[EXCERPT]:
As the album goes on, this live-sounding arrangement transitions through more nuanced textures and feels: “Malgeniosa” features melodic conversations between piano and guitar in a very son montuno mood but inside a cumbia rhythmic framework, while “Los Nervios Que Te Di” The aptly-titled “Alturas” (Heights) shifts the metropolitan procession to an aurally Andean environment, drawing on the flute-heavy folkloric repertoire of the area. Accordion is sparsely but effectively implemented on this record (credit absent), specifically on the ranchera/polka-esque “Se Nota En El Ambiente Que Tenemos Que Partir” and the lushly yearning “Playas Marinas.”
Chico Trujillo's guests, though few in number, contribute their own distinct pieces to a fairly dense puzzle. The lead and harmony vocal work of Chilean rocker Alvaro Enriquez permeates “Playas Marinas,” and the subdued guitar lines of Argentine-American Kevin Johansen punctuate the rapid-fire vocals on “Los Nervios Que Te Di.” However, possibly the most memorable confluence is the meeting of Macha's rapped verses with the rollicking Farfisa organ on “Chatito.”

[DATA EXTRACT]:
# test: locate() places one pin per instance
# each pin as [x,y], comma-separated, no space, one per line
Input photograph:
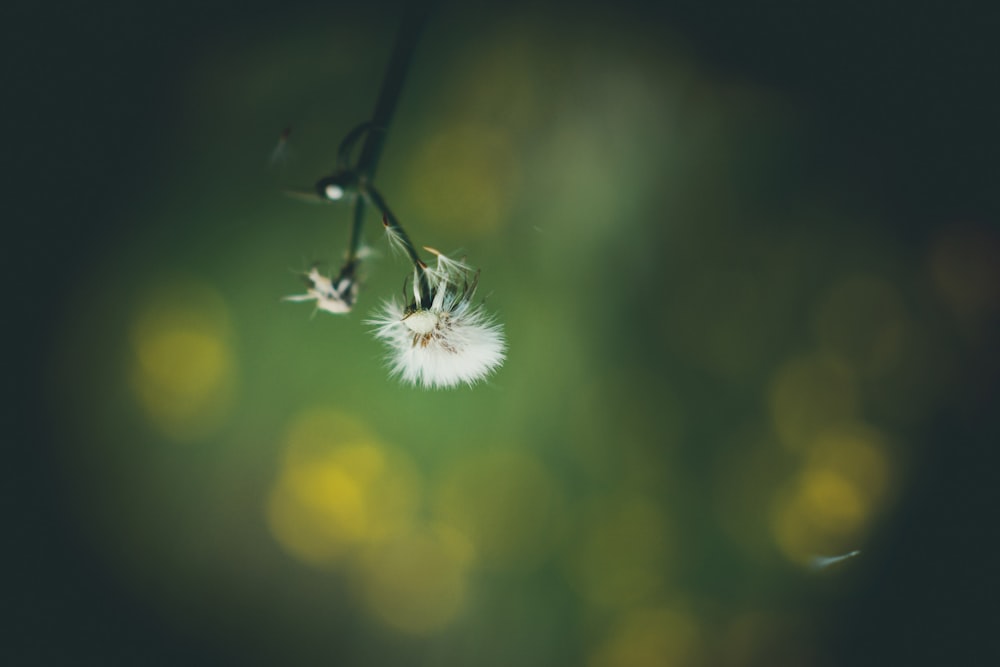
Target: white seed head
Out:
[444,343]
[422,321]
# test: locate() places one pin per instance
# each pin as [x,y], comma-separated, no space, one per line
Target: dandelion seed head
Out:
[446,342]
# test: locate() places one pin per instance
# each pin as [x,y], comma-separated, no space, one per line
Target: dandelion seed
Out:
[447,268]
[333,298]
[397,246]
[441,339]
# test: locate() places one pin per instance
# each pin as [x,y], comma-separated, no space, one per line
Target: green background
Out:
[745,259]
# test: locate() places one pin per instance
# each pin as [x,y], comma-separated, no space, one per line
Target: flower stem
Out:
[375,198]
[414,17]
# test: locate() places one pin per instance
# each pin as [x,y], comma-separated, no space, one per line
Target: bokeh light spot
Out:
[339,489]
[829,506]
[808,395]
[464,178]
[182,370]
[416,582]
[507,504]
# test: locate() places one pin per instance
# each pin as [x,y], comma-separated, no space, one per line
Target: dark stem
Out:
[373,196]
[414,17]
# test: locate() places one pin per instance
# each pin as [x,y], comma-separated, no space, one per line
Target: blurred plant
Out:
[439,338]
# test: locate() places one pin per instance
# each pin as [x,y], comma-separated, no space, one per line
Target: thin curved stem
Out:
[414,17]
[375,198]
[359,221]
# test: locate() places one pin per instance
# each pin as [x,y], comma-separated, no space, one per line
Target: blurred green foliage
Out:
[716,365]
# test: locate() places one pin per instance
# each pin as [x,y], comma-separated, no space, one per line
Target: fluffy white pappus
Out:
[450,343]
[333,298]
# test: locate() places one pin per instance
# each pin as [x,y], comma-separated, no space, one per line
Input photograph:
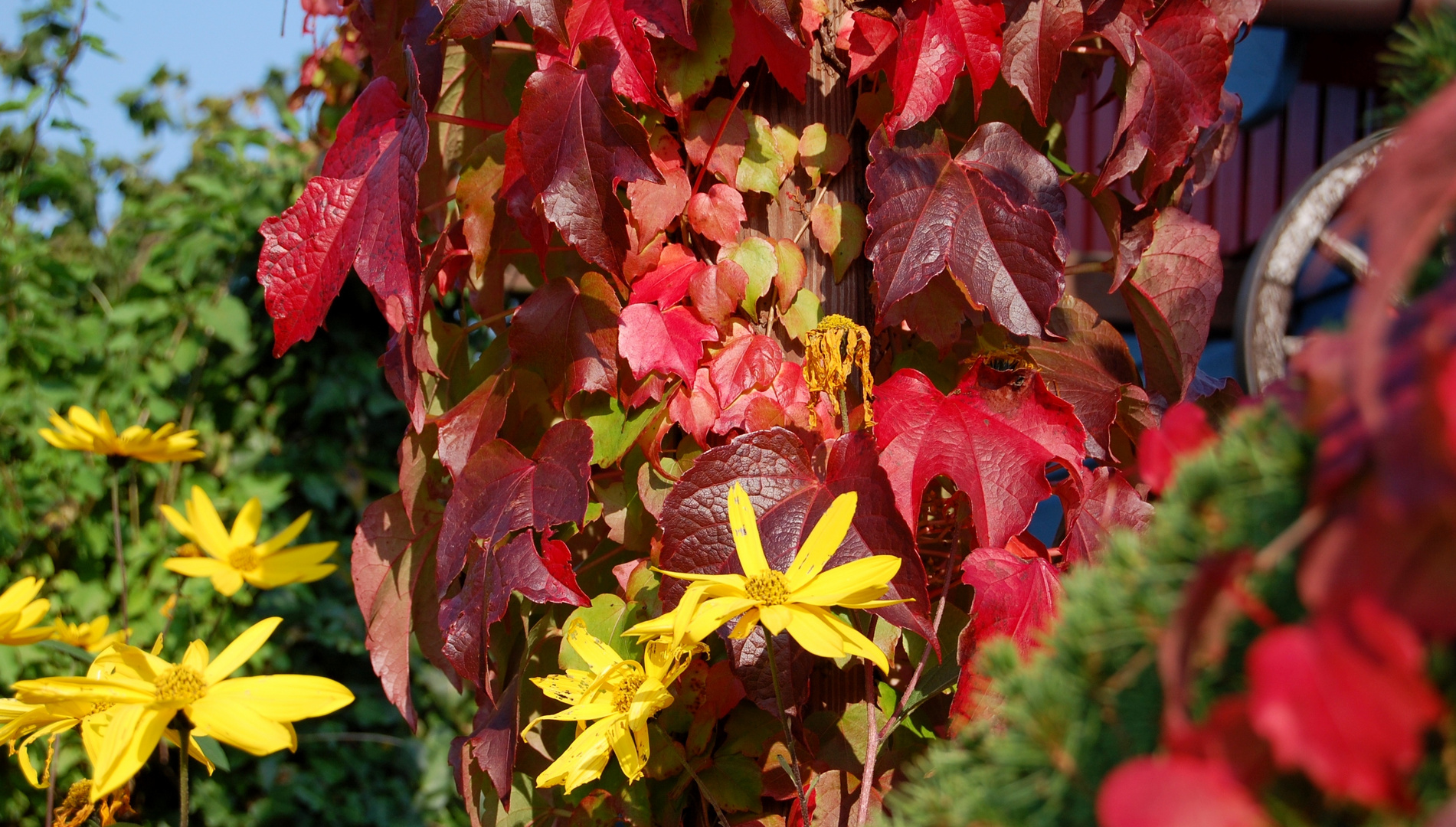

[PROMPT]:
Please copy out the whole album review above, word for word.

[RESULT OF THE TASK]:
As the album goes on, this live-sounding arrangement transitions through more nuanced textures and feels: “Malgeniosa” features melodic conversations between piano and guitar in a very son montuno mood but inside a cumbia rhythmic framework, while “Los Nervios Que Te Di” The aptly-titled “Alturas” (Heights) shifts the metropolitan procession to an aurally Andean environment, drawing on the flute-heavy folkloric repertoire of the area. Accordion is sparsely but effectively implemented on this record (credit absent), specifically on the ranchera/polka-esque “Se Nota En El Ambiente Que Tenemos Que Partir” and the lushly yearning “Playas Marinas.”
Chico Trujillo's guests, though few in number, contribute their own distinct pieces to a fairly dense puzzle. The lead and harmony vocal work of Chilean rocker Alvaro Enriquez permeates “Playas Marinas,” and the subdued guitar lines of Argentine-American Kevin Johansen punctuate the rapid-fire vocals on “Los Nervios Que Te Di.” However, possibly the most memorable confluence is the meeting of Macha's rapped verses with the rollicking Farfisa organ on “Chatito.”